_Task to carry out_: Go through the entries and copy every one exactly.

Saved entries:
________________
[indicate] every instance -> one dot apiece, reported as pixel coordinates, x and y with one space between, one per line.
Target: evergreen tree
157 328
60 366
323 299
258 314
________________
_Exercise result_:
[indicate] every instance -> one dot apiece, reported as pixel coordinates, x and y with one space between, one per line.
Target: evergreen tree
157 328
60 366
323 299
258 314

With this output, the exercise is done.